╔══
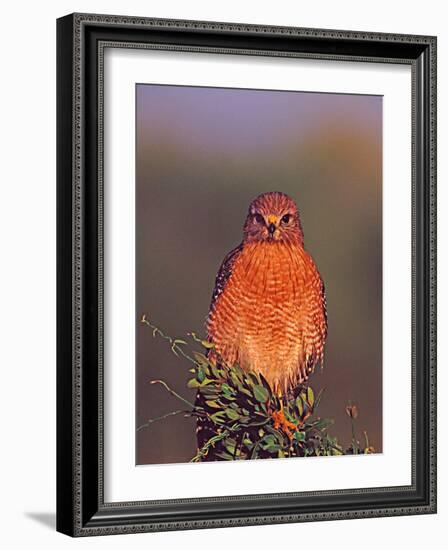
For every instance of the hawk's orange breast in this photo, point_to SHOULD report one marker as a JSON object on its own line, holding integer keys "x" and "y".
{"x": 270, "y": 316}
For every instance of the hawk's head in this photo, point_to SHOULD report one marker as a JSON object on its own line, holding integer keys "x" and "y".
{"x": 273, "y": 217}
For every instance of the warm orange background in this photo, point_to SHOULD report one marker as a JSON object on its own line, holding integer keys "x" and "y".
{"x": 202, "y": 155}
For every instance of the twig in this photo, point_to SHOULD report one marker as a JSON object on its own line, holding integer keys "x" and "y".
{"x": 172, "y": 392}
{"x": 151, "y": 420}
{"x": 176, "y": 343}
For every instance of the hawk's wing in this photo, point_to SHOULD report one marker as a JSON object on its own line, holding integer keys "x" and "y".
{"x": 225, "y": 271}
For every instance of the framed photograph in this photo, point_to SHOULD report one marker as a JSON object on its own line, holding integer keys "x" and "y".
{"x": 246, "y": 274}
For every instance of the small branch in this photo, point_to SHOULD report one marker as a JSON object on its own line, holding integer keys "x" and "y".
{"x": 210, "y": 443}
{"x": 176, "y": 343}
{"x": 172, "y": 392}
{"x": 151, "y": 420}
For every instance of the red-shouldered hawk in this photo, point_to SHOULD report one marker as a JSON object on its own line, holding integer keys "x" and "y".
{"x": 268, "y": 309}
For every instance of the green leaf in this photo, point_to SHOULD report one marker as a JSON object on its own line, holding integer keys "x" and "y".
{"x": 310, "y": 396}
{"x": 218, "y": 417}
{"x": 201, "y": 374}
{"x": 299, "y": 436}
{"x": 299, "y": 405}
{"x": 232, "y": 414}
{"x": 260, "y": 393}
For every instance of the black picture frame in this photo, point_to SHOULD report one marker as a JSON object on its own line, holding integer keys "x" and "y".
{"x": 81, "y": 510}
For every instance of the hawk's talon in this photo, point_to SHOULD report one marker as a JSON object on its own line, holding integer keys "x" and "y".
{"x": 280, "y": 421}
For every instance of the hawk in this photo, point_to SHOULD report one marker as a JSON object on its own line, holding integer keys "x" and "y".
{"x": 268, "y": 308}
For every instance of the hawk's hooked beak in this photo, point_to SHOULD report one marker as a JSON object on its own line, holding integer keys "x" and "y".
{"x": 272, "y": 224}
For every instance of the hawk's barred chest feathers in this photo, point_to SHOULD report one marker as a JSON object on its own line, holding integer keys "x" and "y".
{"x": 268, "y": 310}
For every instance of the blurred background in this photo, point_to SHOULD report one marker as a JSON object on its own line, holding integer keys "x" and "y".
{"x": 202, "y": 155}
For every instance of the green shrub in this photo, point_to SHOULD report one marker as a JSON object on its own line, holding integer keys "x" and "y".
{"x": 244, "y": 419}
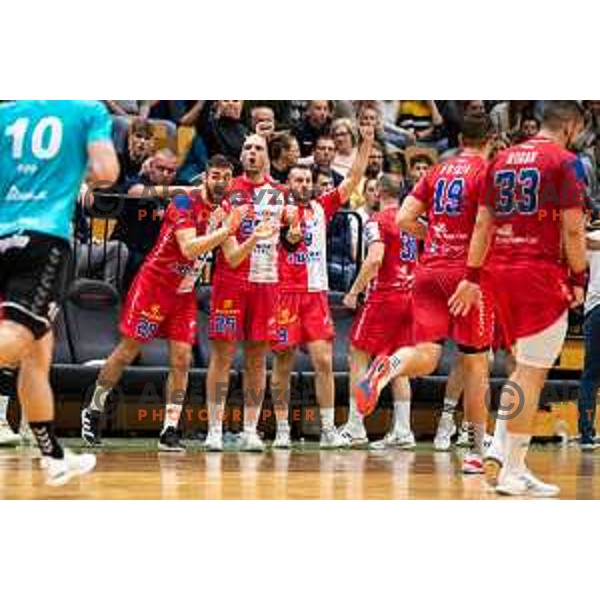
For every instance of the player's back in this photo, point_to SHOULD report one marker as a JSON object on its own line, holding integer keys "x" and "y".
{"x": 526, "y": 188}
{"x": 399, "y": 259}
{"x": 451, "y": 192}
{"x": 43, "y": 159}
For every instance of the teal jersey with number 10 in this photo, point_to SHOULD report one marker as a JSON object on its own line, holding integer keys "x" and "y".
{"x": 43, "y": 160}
╚══
• [PROBLEM DETAILS]:
Can you restate all the records above word for word while dropping the pictures?

• [COMPLETE RESPONSE]:
For every instance of the hawk's orange breast in this photo, point_to SHOULD report one marker as a JSON object on its own line, holding integer keys "x" and "y".
{"x": 270, "y": 316}
For every instance of the hawk's head in this photo, point_to SHOULD report one marker as a JSON object on its own line, holding integer keys "x" and "y".
{"x": 273, "y": 217}
For every instance of the warm orange background in this photo, point_to SHOULD report one marker as a JSON object on its own line, holding integer keys "x" and "y".
{"x": 202, "y": 155}
For every instance of the twig in this photo, point_to SHOULD report one marker as a JSON object on its own line, holding integer keys "x" and "y".
{"x": 172, "y": 392}
{"x": 151, "y": 420}
{"x": 176, "y": 343}
For every instance of the hawk's wing in this photo, point_to SHOULD report one marker as a JSON object on its own line, holding integer keys "x" and "y".
{"x": 225, "y": 271}
For every instance of the framed photograph in this photo, point_to SHOULD report one marker as a JSON object on its own line, holding integer keys "x" and "y".
{"x": 246, "y": 274}
For every instance of the small branch in this photo, point_to SHOULD report one marker as a JSON object on its own line, holding integer keys "x" and "y".
{"x": 210, "y": 443}
{"x": 176, "y": 343}
{"x": 172, "y": 392}
{"x": 151, "y": 420}
For every instance of the red-shouldered hawk in this photo, point_to SHOULD report one marker as a JSON object on its own line, holding integer keys "x" and "y".
{"x": 268, "y": 309}
For every instance of the green leaf in this photo, point_to SHOULD report one marker as a JSON object on its own line, holding integer keys "x" and "y".
{"x": 310, "y": 396}
{"x": 218, "y": 417}
{"x": 201, "y": 374}
{"x": 299, "y": 436}
{"x": 299, "y": 405}
{"x": 232, "y": 414}
{"x": 260, "y": 393}
For every instance of the black picture frame in this photo, point_to SHOULD report one marker as a JSON object on its own line, holding integer keys "x" and "y".
{"x": 81, "y": 510}
For every instance of the hawk's talon in this photo, point_to SHOULD report one marker as a JSON object on its own line, holding integer keys "x" and "y".
{"x": 280, "y": 421}
For every instance of the hawk in this photo, point_to SHOULD report one marker as a JSON object on its own line, holding integer keys "x" and "y".
{"x": 268, "y": 308}
For every instance of the hawk's hooked beak in this photo, point_to SHOULD report one marker as a JSON object on its own line, holding integer keys "x" and "y".
{"x": 272, "y": 224}
For every instance of the hawk's barred chest feathers in this photo, point_to SHOULD report one marker as a JSON object on its own line, holding integer keys "x" and "y".
{"x": 268, "y": 310}
For every instance of the blurred background in this photo, point_to SHOULD report one marker as a JSON object on its own line, holding integer keys "x" and "y".
{"x": 202, "y": 155}
For every instance of the green shrub in this photo, point_to SHOULD report one marker as a JSON object on its own line, holding integer keys "x" and "y".
{"x": 244, "y": 419}
For every instance of the player's back in this photo, point_to SHOULD report one marker as a JSON object on its own line, holding integer keys "x" and "y".
{"x": 526, "y": 188}
{"x": 399, "y": 259}
{"x": 451, "y": 192}
{"x": 43, "y": 159}
For every instance of the teal jersey with number 10 in this photo, point_to SHOULD report one marker as a JSON object on its own line, holding integer keys "x" and "y".
{"x": 43, "y": 160}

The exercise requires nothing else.